### ENTRIES SHOWN ###

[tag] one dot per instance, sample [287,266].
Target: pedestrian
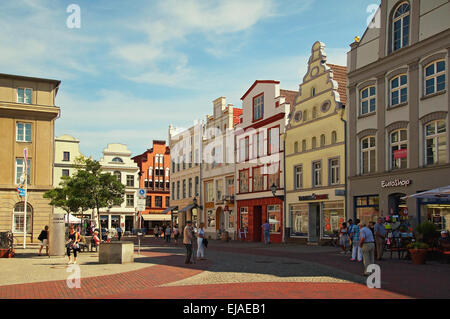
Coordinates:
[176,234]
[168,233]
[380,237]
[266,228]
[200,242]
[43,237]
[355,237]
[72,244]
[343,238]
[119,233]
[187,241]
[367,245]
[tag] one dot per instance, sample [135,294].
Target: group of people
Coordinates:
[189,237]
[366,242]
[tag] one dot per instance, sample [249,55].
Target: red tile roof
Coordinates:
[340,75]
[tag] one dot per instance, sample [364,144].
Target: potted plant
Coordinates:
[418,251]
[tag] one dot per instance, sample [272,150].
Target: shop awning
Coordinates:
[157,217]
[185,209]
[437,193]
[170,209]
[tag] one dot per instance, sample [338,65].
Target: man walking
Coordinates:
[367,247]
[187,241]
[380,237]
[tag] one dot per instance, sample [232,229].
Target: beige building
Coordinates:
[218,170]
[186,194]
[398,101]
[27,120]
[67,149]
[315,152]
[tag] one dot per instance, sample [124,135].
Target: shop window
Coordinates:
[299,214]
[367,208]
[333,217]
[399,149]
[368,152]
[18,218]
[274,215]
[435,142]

###
### ENTRIES SHOWN ###

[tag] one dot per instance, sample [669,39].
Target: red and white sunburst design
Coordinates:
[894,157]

###
### ENTRIES SHOWN ###

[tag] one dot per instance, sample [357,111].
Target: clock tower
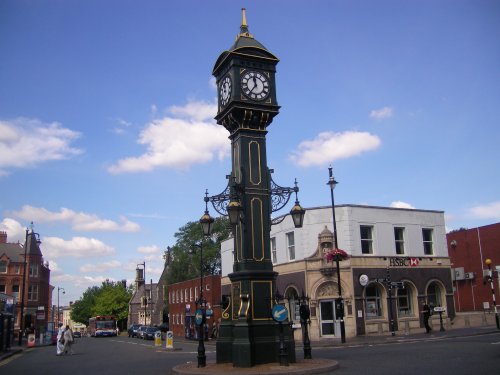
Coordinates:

###

- _PROBLEM DETAILS_:
Extract each line of the material above that contains the word "sample".

- _EXERCISE ANSWER_:
[tag] one dot per instance, sample [287,266].
[tag] one dot per instance, sample [135,294].
[tag] one dot per instance, sample [249,55].
[tag] one dot per instance, sample [364,144].
[tag] one dot per instance, sample [272,150].
[tag] one dot per instance, sample [338,65].
[tag] one dot per instance, sample [232,229].
[tag] one dot per instance, sample [124,135].
[tag] one dot per instance, sample [669,39].
[tag] one dot per instance, sample [357,111].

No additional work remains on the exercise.